Les Républicains de l’ère Nixon étaient beaucoup plus centristes et moins vindicatifs que les trumpistes actuels. Si Nixon conservait la loyauté des membres du Parti républicains, ce n’était pas en menaçant de limogeage tous ceux qui approuvaient sa destitution. C’est la crainte d’une future opposition qui a conduit les hauts responsables républicains à se rendre à la Maison-Blanche pour expliquer à Nixon qu’il ne disposait pas du soutien politique suffisant à la Chambre et au Sénat pour espérer conserver son poste – ces responsables évitant ainsi d’avoir à voter sur cette question.

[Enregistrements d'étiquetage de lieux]
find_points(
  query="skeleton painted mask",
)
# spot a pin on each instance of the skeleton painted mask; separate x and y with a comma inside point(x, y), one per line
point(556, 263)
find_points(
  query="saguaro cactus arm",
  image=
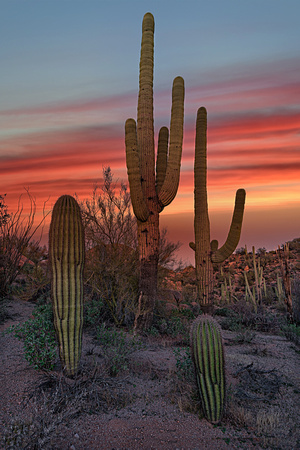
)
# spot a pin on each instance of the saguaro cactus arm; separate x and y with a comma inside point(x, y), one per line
point(134, 174)
point(234, 234)
point(208, 357)
point(145, 126)
point(169, 188)
point(66, 251)
point(162, 157)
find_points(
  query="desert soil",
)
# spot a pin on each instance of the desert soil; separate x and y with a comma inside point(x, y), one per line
point(146, 406)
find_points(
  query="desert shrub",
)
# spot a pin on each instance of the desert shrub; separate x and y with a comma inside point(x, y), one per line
point(16, 232)
point(94, 312)
point(292, 332)
point(176, 326)
point(184, 364)
point(112, 262)
point(241, 315)
point(116, 348)
point(38, 338)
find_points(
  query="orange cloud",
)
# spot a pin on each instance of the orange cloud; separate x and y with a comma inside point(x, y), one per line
point(253, 142)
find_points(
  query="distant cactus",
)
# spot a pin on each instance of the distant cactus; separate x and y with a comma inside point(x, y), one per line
point(206, 252)
point(208, 358)
point(66, 252)
point(150, 193)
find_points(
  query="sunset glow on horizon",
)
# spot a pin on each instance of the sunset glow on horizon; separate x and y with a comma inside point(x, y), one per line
point(58, 140)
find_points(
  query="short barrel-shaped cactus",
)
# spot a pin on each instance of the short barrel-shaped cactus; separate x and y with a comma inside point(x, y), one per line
point(66, 252)
point(208, 357)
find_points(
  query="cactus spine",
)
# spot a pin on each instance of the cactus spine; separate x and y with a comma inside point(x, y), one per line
point(208, 358)
point(206, 252)
point(151, 192)
point(66, 251)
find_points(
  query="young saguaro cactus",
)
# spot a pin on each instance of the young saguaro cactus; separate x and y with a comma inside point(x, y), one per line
point(206, 252)
point(151, 192)
point(208, 358)
point(66, 252)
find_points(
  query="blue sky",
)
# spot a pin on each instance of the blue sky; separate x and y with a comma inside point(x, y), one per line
point(69, 75)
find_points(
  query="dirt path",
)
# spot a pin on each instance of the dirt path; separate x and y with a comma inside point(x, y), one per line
point(146, 406)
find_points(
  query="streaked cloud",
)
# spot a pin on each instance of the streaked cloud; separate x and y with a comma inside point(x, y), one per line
point(253, 142)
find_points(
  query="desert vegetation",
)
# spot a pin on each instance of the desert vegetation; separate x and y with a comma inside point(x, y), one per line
point(111, 325)
point(250, 307)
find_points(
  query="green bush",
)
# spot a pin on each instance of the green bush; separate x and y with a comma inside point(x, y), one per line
point(184, 364)
point(38, 338)
point(93, 312)
point(291, 332)
point(116, 347)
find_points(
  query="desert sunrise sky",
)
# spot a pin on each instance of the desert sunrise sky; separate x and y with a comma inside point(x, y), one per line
point(69, 81)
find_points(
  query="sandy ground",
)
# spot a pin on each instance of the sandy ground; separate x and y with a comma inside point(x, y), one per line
point(147, 406)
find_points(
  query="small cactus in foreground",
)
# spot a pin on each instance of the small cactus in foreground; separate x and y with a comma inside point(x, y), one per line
point(66, 252)
point(208, 357)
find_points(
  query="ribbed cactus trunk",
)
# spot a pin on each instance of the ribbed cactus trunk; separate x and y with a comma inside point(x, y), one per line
point(208, 358)
point(206, 252)
point(151, 192)
point(204, 267)
point(66, 252)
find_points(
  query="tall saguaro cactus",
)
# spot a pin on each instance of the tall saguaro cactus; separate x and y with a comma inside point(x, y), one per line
point(66, 251)
point(208, 358)
point(151, 192)
point(206, 252)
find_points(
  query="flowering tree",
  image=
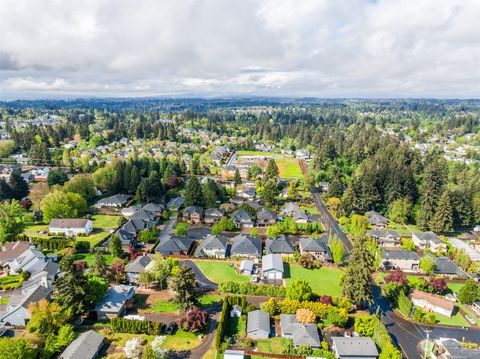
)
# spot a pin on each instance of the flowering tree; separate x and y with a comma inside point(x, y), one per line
point(133, 348)
point(195, 319)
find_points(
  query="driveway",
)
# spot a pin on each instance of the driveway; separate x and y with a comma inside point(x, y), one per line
point(203, 282)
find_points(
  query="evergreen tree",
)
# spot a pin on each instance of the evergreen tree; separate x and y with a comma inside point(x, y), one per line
point(183, 284)
point(193, 193)
point(271, 172)
point(236, 178)
point(442, 221)
point(18, 185)
point(99, 266)
point(70, 288)
point(357, 284)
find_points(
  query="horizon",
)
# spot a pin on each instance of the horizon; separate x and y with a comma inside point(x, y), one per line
point(210, 49)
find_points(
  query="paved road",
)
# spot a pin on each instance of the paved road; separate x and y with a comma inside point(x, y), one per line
point(407, 334)
point(330, 223)
point(203, 282)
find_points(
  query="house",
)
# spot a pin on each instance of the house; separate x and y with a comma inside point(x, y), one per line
point(212, 246)
point(70, 226)
point(242, 219)
point(236, 311)
point(193, 214)
point(354, 347)
point(246, 246)
point(445, 266)
point(376, 219)
point(246, 267)
point(87, 346)
point(299, 215)
point(405, 260)
point(316, 247)
point(266, 217)
point(213, 215)
point(113, 202)
point(429, 240)
point(432, 302)
point(258, 325)
point(156, 208)
point(233, 354)
point(302, 334)
point(137, 266)
point(175, 245)
point(281, 246)
point(460, 245)
point(272, 267)
point(114, 304)
point(385, 237)
point(175, 203)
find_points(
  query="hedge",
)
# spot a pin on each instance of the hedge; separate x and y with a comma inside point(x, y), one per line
point(121, 325)
point(252, 289)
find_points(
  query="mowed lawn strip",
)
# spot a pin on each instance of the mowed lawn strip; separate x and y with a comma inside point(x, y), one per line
point(324, 281)
point(220, 272)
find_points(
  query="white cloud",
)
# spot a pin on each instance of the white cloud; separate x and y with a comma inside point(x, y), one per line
point(323, 48)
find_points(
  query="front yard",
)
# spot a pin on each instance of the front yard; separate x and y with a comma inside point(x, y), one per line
point(219, 272)
point(324, 281)
point(102, 227)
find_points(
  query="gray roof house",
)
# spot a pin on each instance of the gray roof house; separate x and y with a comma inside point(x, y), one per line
point(242, 219)
point(376, 219)
point(115, 302)
point(212, 246)
point(385, 237)
point(213, 215)
point(115, 201)
point(174, 245)
point(266, 217)
point(280, 245)
point(354, 347)
point(258, 325)
point(272, 267)
point(87, 346)
point(405, 260)
point(302, 334)
point(134, 268)
point(317, 247)
point(175, 203)
point(246, 246)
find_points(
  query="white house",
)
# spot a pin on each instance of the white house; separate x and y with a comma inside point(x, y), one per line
point(432, 303)
point(70, 226)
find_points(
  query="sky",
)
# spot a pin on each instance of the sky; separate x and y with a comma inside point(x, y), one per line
point(212, 48)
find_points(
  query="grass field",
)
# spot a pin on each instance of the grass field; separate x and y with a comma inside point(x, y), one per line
point(219, 272)
point(287, 166)
point(324, 281)
point(102, 224)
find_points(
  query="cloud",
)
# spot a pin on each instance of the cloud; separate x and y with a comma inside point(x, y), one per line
point(351, 48)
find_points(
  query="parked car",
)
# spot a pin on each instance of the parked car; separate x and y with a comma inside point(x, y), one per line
point(171, 328)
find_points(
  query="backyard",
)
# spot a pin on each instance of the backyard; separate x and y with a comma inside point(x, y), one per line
point(102, 227)
point(219, 272)
point(324, 281)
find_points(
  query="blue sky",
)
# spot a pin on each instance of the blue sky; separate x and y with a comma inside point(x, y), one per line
point(342, 48)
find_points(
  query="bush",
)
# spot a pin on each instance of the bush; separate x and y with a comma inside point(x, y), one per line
point(121, 325)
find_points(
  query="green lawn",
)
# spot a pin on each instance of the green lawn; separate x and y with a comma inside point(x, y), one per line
point(89, 258)
point(219, 272)
point(272, 345)
point(102, 224)
point(324, 281)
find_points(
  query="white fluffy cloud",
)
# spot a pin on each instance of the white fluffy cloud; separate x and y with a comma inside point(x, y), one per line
point(323, 48)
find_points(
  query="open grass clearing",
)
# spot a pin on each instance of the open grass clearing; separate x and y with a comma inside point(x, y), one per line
point(324, 281)
point(220, 272)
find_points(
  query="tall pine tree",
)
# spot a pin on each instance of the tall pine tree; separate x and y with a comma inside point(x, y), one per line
point(357, 284)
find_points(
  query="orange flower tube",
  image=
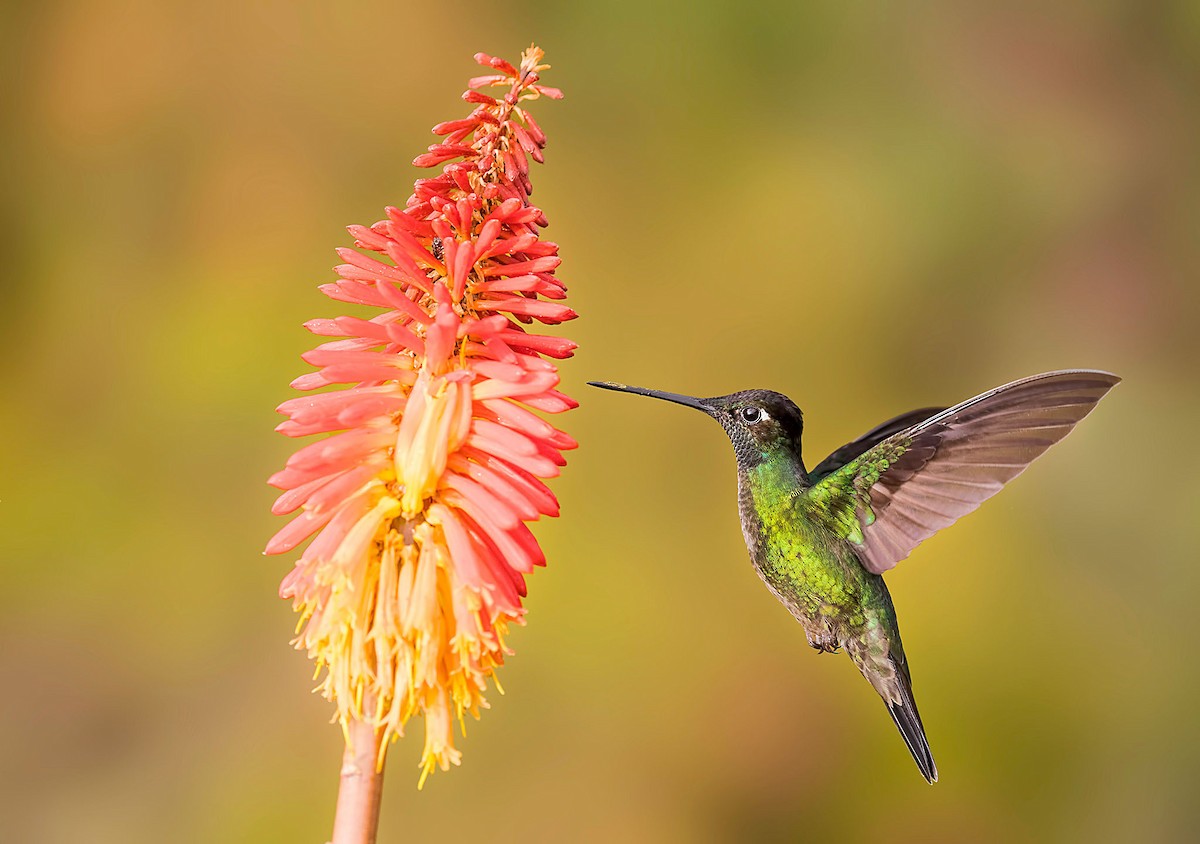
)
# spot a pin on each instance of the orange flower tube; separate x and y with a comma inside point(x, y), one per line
point(417, 504)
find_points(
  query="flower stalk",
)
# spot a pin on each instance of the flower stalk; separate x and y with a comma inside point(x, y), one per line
point(417, 504)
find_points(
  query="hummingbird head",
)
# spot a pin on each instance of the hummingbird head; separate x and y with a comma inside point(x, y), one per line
point(761, 424)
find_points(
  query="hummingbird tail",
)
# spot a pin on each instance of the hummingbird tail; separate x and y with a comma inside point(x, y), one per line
point(904, 713)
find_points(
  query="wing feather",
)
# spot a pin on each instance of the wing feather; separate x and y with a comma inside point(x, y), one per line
point(915, 482)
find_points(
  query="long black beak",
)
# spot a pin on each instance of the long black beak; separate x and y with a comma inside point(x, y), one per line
point(688, 401)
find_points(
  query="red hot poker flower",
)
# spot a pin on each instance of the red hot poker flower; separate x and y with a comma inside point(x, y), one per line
point(418, 506)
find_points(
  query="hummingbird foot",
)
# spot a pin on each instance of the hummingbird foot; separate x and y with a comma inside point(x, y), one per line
point(823, 641)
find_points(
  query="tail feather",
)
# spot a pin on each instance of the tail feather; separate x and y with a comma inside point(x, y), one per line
point(907, 720)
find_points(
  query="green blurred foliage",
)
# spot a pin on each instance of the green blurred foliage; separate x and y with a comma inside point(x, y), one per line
point(867, 207)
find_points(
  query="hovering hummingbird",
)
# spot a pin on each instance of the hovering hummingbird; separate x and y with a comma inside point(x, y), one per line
point(821, 539)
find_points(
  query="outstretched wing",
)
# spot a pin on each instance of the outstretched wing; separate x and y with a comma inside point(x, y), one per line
point(877, 434)
point(916, 482)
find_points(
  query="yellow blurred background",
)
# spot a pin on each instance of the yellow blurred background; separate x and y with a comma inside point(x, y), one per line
point(868, 208)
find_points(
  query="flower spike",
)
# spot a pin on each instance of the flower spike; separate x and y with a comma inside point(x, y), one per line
point(417, 503)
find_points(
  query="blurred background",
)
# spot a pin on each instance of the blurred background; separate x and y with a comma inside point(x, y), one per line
point(869, 209)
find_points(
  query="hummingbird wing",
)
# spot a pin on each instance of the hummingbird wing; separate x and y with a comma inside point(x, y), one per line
point(883, 430)
point(913, 483)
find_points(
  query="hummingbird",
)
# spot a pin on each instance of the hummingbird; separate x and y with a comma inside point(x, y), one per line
point(822, 539)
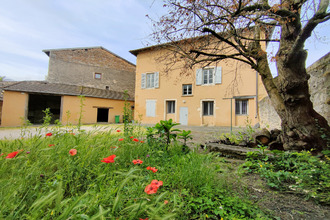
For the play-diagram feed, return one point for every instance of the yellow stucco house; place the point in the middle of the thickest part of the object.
(220, 94)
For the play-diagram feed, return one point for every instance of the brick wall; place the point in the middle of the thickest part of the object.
(77, 67)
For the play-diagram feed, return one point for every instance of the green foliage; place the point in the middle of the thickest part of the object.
(45, 182)
(298, 172)
(164, 132)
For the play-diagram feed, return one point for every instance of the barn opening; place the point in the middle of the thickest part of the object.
(39, 103)
(102, 114)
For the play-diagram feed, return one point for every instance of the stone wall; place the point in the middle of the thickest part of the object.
(319, 87)
(78, 66)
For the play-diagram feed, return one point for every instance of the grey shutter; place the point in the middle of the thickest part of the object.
(151, 108)
(156, 78)
(199, 76)
(218, 75)
(143, 81)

• À faire
- a) D'après l'extrait, qu'est-ce qui a poussé les hauts responsables républicains à se rendre à la Maison-Blanche ?
- b) Reproduis le passage de l'extrait compris entre « Les Républicains de » et « sur cette question. », bornes incluses, en renommant « Nixon » en « Richard Nixon ».

• Résultats
- a) La crainte d'une future opposition.

- b)
Les Républicains de l’ère Richard Nixon étaient beaucoup plus centristes et moins vindicatifs que les trumpistes actuels. Si Richard Nixon conservait la loyauté des membres du Parti républicains, ce n’était pas en menaçant de limogeage tous ceux qui approuvaient sa destitution. C’est la crainte d’une future opposition qui a conduit les hauts responsables républicains à se rendre à la Maison-Blanche pour expliquer à Richard Nixon qu’il ne disposait pas du soutien politique suffisant à la Chambre et au Sénat pour espérer conserver son poste – ces responsables évitant ainsi d’avoir à voter sur cette question.